Start of Source records

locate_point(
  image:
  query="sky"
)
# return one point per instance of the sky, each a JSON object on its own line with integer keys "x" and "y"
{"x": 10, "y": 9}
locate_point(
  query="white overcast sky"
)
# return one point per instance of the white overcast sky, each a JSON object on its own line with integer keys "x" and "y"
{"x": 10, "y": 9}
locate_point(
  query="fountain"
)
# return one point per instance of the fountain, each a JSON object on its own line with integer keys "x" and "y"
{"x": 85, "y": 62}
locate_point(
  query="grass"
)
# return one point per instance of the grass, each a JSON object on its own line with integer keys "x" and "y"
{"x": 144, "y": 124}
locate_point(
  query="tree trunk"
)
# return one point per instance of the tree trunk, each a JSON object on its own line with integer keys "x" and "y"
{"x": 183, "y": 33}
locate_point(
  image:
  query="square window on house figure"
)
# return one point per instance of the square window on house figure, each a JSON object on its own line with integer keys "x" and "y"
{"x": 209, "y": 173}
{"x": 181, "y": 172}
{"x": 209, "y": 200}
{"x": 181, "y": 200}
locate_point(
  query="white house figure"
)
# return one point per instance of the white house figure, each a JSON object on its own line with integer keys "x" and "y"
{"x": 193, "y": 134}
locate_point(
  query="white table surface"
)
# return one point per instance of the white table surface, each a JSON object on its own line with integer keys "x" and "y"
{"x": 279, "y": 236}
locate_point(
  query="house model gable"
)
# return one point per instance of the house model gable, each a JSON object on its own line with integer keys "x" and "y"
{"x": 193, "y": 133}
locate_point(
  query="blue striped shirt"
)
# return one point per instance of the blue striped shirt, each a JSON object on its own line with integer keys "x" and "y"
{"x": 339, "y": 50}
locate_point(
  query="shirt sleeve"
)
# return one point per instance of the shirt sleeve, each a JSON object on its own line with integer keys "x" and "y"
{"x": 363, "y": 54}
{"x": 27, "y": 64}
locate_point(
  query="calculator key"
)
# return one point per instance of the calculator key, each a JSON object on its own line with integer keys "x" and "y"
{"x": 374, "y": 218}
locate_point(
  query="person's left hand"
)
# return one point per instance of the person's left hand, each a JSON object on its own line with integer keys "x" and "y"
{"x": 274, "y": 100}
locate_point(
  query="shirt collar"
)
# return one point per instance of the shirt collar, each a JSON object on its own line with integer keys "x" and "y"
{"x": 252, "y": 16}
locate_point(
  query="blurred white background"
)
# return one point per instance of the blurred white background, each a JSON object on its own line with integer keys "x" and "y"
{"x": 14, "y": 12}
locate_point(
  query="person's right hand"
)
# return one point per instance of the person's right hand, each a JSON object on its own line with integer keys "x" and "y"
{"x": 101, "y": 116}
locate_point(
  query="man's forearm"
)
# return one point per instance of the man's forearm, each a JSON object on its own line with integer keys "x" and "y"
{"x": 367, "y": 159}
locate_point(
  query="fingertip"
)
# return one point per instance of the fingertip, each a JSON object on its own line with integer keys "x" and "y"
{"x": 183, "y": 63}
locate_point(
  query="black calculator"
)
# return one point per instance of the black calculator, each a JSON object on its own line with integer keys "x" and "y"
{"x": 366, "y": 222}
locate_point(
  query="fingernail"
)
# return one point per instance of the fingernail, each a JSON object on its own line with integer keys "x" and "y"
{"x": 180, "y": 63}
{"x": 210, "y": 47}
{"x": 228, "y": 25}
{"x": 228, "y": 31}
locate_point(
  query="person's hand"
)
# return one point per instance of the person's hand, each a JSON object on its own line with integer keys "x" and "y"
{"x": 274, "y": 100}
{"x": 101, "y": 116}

End of Source records

:: Exercise instructions ::
All of the data is to be transcribed exactly as written.

:: Answer box ::
locate_point(
  image:
  query="sky"
)
# return one point per instance of the sky, each a JSON object on its own line with integer keys "x" and "y"
{"x": 10, "y": 9}
locate_point(
  query="white overcast sky"
)
# return one point per instance of the white overcast sky, each a JSON object on its own line with integer keys "x" and "y"
{"x": 10, "y": 9}
locate_point(
  query="fountain"
)
# return one point per instance of the fountain, each a JSON object on its own line with integer keys "x" and "y"
{"x": 85, "y": 62}
locate_point(
  query="grass"
)
# return one point per instance of the grass, each a JSON object on its own line with integer keys "x" and "y"
{"x": 144, "y": 124}
locate_point(
  query="tree trunk"
)
# return one point per instance of the tree trunk, each a JSON object on its own line with integer keys "x" and "y"
{"x": 183, "y": 33}
locate_point(
  image:
  query="square window on house figure"
)
# return one point per instance of the square window on house figure, each a JSON object on its own line with integer keys "x" and "y"
{"x": 209, "y": 173}
{"x": 181, "y": 172}
{"x": 209, "y": 200}
{"x": 181, "y": 200}
locate_point(
  query="white house figure"
)
# return one point per instance of the white house figure, each a JSON object on its own line with integer keys "x" and "y"
{"x": 193, "y": 134}
locate_point(
  query="white table surface"
)
# return one point per instance of the white table surface, each a JSON object on its own line with integer keys "x" and "y"
{"x": 279, "y": 236}
locate_point(
  query="house model gable"
)
# return one point per instance of the house model gable, each a JSON object on its own line with integer keys "x" and "y"
{"x": 193, "y": 133}
locate_point(
  query="blue striped shirt"
)
# return one point per instance of the blue striped shirt, each a JSON object on its own line with integer keys "x" and "y"
{"x": 339, "y": 50}
locate_point(
  query="shirt sleeve"
)
# return one point per instance of the shirt sleeve, each a JSON object on its own line with integer keys "x" and "y"
{"x": 363, "y": 54}
{"x": 27, "y": 64}
locate_point(
  query="calculator key"
)
# return one point per instance of the calculator key, each a JSON object on its own line with integer keys "x" and "y"
{"x": 374, "y": 218}
locate_point(
  query="person's left hand"
)
# return one point per instance of the person's left hand, each a JSON object on its own line with integer keys "x" and "y"
{"x": 274, "y": 100}
locate_point(
  query="shirt collar"
)
# return one point per instance of the shirt collar, each a JSON object on its own line with integer keys "x" and "y"
{"x": 252, "y": 16}
locate_point(
  query="blurred white background"
)
# return one point per instance of the blurred white background, each a JSON object on its own line with integer keys "x" and "y"
{"x": 14, "y": 12}
locate_point(
  query="person's right hand"
)
# return one point per instance of the person's right hand, each a JSON object on its own line with integer keys "x" and "y"
{"x": 101, "y": 116}
locate_point(
  query="man's forearm"
)
# return one point per instance of the man's forearm, each a JSON object on its own line with integer keys "x" and "y"
{"x": 367, "y": 159}
locate_point(
  query="fingertip"
)
# return one point per instance of the fingertip, each a JSON object on its own line with integer keys "x" and "y"
{"x": 183, "y": 63}
locate_point(
  query="black calculator"
)
# return one point per instance of the black calculator, each a JSON object on its own line with integer keys "x" and "y"
{"x": 366, "y": 222}
locate_point(
  query="fingernail"
)
# return one point per instance of the fingernail, each a JSON object on its own line with integer keys "x" and "y"
{"x": 180, "y": 63}
{"x": 210, "y": 47}
{"x": 228, "y": 25}
{"x": 228, "y": 31}
locate_point(
  query="person's hand"
)
# return one point per instance of the person's hand, each a JSON object on its own line with integer keys "x" and "y"
{"x": 274, "y": 100}
{"x": 101, "y": 116}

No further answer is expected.